The task: Copy out the text below on living with PTSD after a sexual assault, word for word and in full.

Trauma makes you feel unimportant, but you matter #NoNormal
Rowan discusses how post traumatic stress disorder (PTSD) has affected her life, since experiencing sexual assault as a teenager.
I’m Rowan and I’m 22 years old. I’m a student from Derbyshire and recently started studying a Masters in Psychology. I love to play the ukulele, and my other interests include poetry, true crime documentaries, and fashion.
I found myself unable to be clean
When I was diagnosed with PTSD in March 2018 I had been exhibiting symptoms for years. I was sexually assaulted when I was 13, and I found myself unable to be clean. The memory of their hands felt branded into my skin. At the time, I didn’t understand that it was PTSD I was experiencing. All I knew was that I didn’t feel clean, and the memory of the assault replayed in my mind sporadically, whether I was awake or asleep.
I didn’t have much experience with positive male attention
Although my parents are still together, my Dad has always been detached from my life. As a result, when boys would chase me around and corner me to unhook my bra, I thought it was a joke. On a school ice skating trip, I was cornered on the ice rink by three boys. They touched me inappropriately, then continued to chase me around the rink, despite there being teachers and other students everywhere. Nobody noticed. I was invisible. The next week, I told a teacher and made a statement. The boys were excluded. For two weeks. Yet nine years later, I still experience the repercussions of their ‘joke’.

Dataset content:
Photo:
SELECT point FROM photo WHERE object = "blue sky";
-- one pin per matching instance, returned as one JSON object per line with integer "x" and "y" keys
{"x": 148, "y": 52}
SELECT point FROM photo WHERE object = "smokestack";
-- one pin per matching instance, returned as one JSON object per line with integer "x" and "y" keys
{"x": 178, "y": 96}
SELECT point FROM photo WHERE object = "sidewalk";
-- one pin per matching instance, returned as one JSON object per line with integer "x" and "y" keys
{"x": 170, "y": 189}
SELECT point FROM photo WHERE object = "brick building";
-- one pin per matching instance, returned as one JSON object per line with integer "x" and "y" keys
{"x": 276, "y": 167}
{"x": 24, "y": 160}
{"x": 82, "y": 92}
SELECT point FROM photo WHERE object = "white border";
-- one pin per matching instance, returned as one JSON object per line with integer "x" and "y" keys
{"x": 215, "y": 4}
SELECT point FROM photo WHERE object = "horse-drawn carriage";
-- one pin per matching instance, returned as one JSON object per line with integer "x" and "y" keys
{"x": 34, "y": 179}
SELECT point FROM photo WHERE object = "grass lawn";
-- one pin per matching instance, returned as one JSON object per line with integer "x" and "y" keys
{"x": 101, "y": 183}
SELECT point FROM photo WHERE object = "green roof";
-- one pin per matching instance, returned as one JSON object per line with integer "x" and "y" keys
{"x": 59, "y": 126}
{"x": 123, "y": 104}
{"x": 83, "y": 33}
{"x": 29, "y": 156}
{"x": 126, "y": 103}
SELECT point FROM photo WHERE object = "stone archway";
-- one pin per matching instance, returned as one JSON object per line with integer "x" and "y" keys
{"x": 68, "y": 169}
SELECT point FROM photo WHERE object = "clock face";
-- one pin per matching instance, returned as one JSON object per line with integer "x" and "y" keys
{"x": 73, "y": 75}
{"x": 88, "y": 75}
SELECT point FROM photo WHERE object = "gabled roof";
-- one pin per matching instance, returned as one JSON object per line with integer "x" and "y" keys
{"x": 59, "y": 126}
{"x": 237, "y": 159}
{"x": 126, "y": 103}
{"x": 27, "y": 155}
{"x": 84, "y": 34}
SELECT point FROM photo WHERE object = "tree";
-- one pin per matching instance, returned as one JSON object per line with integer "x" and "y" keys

Task result:
Trauma makes you feel unimportant, but you matter #NoNormal
Rowan discusses how post traumatic stress disorder (PTSD) has affected her life, since experiencing sexual assault as a teenager.
I’m Rowan and I’m 22 years old. I’m a student from Derbyshire and recently started studying a Masters in Psychology. I love to play the ukulele, and my other interests include poetry, true crime documentaries, and fashion.
I found myself unable to be clean
When I was diagnosed with PTSD in March 2018 I had been exhibiting symptoms for years. I was sexually assaulted when I was 13, and I found myself unable to be clean. The memory of their hands felt branded into my skin. At the time, I didn’t understand that it was PTSD I was experiencing. All I knew was that I didn’t feel clean, and the memory of the assault replayed in my mind sporadically, whether I was awake or asleep.
I didn’t have much experience with positive male attention
Although my parents are still together, my Dad has always been detached from my life. As a result, when boys would chase me around and corner me to unhook my bra, I thought it was a joke. On a school ice skating trip, I was cornered on the ice rink by three boys. They touched me inappropriately, then continued to chase me around the rink, despite there being teachers and other students everywhere. Nobody noticed. I was invisible. The next week, I told a teacher and made a statement. The boys were excluded. For two weeks. Yet nine years later, I still experience the repercussions of their ‘joke’.